Begin with the line containing "of the double" and copy each line exactly through the last line of the entries, inclusive.

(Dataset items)
--- START ---

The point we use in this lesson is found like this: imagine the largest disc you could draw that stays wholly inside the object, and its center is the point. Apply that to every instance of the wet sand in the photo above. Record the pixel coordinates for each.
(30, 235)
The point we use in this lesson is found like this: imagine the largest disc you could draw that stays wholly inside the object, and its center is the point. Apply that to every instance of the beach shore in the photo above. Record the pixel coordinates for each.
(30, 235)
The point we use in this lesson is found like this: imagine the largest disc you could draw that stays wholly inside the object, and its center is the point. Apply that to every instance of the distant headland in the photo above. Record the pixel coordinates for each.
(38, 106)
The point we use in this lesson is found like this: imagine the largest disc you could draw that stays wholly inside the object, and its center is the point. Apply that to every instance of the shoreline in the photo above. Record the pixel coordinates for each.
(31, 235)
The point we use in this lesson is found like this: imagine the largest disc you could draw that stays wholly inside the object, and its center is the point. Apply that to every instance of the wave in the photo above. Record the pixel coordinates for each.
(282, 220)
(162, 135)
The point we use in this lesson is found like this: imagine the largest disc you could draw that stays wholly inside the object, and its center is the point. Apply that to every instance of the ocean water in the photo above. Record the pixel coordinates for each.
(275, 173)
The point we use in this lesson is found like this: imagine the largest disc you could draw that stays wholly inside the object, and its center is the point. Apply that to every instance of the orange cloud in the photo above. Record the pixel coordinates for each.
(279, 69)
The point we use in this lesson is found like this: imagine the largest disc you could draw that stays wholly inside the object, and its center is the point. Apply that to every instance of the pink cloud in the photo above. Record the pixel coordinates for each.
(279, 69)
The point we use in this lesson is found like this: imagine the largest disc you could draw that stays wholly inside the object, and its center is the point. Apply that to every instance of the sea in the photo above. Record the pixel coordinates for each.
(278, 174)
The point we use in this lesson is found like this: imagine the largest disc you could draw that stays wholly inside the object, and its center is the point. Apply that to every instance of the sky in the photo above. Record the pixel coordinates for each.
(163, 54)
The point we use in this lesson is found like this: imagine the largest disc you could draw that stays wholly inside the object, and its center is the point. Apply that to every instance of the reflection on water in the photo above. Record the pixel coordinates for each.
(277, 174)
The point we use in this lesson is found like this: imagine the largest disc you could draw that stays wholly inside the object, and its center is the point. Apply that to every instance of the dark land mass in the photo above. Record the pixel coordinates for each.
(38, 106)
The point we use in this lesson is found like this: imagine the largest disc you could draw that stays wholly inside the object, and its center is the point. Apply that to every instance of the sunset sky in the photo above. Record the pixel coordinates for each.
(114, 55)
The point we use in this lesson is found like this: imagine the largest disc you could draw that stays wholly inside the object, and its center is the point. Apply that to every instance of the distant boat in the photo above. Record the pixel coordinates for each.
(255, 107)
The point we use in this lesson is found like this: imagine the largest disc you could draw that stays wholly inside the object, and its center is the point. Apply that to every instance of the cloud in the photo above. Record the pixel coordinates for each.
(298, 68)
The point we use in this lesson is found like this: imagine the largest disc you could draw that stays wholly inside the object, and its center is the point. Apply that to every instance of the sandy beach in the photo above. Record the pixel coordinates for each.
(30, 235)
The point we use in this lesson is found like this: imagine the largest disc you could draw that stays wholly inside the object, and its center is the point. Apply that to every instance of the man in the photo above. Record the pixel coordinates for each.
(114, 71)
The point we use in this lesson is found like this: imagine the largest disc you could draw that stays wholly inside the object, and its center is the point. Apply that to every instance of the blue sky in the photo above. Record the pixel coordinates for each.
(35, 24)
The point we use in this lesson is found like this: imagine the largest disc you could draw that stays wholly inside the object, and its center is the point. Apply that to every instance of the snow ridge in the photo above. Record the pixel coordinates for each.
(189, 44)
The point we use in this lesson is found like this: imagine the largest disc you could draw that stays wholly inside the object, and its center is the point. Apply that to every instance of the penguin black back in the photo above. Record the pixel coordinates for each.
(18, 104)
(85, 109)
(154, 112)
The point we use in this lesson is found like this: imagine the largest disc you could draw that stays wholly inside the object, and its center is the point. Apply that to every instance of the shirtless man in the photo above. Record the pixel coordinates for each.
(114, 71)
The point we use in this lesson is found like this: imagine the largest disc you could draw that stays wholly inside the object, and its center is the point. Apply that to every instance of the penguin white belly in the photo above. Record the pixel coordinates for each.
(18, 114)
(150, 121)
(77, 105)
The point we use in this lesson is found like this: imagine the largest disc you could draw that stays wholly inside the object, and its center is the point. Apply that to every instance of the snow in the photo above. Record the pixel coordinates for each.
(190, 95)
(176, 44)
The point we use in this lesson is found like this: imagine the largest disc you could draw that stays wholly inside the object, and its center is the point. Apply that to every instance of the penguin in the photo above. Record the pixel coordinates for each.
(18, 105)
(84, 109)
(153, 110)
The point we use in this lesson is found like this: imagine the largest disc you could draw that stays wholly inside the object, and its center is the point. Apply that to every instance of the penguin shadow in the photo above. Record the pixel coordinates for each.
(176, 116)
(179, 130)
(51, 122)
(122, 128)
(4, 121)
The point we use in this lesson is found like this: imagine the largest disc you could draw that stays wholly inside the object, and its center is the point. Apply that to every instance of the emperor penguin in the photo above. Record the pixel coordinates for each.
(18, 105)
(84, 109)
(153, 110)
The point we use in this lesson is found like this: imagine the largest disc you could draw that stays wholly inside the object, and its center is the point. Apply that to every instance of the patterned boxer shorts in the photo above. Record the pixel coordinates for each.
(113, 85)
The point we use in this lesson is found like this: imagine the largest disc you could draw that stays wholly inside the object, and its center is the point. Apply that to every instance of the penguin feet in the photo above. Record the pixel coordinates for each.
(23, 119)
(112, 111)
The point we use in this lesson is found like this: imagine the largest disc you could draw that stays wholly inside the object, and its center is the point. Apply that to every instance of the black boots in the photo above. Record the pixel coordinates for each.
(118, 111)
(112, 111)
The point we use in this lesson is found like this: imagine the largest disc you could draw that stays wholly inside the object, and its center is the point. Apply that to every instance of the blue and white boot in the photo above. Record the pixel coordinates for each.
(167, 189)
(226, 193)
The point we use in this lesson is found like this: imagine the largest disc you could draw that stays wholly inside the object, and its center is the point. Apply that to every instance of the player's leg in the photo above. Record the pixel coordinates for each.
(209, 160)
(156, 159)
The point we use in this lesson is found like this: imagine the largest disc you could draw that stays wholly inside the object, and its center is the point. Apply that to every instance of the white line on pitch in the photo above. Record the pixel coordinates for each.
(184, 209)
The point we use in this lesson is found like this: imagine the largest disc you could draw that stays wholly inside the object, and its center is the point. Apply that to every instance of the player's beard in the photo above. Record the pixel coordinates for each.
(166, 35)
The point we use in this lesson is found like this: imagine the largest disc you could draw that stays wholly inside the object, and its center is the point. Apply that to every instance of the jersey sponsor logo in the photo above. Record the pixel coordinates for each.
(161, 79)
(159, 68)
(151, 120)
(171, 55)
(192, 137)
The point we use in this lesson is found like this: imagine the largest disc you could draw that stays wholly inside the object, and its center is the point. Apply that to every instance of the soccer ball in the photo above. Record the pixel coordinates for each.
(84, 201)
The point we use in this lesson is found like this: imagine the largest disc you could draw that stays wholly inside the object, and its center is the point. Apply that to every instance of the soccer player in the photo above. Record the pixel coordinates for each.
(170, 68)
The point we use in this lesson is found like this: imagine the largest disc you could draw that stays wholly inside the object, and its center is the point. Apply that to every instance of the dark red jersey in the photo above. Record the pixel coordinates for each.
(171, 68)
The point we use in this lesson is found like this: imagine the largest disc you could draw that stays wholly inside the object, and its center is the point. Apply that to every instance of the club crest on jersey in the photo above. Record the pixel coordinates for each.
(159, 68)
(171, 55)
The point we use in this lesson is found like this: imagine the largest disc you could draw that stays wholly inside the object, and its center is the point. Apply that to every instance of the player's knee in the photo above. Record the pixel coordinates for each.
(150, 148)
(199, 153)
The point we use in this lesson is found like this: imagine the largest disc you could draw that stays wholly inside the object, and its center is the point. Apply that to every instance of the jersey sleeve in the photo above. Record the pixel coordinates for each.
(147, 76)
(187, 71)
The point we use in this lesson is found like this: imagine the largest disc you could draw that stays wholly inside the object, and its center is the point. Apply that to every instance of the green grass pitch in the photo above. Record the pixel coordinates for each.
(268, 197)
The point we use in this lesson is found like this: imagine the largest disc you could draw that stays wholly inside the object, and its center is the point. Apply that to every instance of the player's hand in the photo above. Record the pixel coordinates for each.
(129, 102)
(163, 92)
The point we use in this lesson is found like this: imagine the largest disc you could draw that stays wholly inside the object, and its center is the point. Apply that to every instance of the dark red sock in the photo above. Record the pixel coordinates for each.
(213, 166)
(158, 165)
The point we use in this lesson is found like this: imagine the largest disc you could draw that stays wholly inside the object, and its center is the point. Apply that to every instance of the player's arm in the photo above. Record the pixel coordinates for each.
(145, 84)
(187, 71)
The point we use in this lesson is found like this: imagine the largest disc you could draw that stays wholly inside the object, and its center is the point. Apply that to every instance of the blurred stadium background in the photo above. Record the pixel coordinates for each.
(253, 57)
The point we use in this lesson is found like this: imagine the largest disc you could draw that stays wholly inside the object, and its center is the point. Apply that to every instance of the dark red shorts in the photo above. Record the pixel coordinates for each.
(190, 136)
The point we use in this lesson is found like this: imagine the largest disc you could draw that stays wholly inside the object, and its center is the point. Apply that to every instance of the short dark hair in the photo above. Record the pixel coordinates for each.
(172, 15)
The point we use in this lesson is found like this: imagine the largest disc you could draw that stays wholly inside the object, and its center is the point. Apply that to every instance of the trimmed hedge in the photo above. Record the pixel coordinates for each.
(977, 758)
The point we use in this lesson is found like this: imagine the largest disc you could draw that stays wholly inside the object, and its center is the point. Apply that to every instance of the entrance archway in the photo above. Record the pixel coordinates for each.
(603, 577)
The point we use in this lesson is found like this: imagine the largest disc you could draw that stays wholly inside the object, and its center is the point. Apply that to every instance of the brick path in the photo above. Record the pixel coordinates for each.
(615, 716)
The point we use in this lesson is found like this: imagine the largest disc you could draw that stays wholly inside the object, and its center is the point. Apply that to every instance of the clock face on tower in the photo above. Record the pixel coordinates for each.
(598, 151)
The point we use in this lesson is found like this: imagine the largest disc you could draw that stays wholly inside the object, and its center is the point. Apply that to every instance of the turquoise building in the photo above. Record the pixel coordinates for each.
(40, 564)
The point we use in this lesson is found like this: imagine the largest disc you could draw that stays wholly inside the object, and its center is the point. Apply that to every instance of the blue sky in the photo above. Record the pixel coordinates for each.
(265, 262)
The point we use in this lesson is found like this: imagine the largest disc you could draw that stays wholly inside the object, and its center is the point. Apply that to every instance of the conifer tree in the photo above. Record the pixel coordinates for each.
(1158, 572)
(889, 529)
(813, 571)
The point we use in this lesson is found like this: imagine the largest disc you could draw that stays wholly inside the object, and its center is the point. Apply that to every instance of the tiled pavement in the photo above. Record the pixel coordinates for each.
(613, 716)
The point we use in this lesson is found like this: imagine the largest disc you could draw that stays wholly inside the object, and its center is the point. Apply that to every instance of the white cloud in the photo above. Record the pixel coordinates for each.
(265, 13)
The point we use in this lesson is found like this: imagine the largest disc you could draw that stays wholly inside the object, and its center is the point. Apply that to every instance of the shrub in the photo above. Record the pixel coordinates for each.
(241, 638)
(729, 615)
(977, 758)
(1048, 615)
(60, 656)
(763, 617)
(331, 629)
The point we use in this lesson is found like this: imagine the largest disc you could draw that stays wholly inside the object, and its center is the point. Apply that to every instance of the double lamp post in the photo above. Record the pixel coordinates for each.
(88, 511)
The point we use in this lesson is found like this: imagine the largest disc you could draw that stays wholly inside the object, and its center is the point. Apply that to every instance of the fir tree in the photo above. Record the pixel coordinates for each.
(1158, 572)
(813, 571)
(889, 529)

--- END ---

◆ SOLUTION BELOW
The point we use in this lesson is found like this: imagine the largest disc you could draw that stays wholly inside the object, and its center is the point. Apply that to every instance of the double lamp post in the photo above. Record the pixel coordinates for each.
(88, 511)
The point we use in this lesson is found like this: imagine the largest disc you could draw that stays wholly inside the object, and its center is the point. Apply that to every instance of the fir tree in the photo above. Record the pixel coordinates for each.
(1158, 572)
(813, 571)
(889, 529)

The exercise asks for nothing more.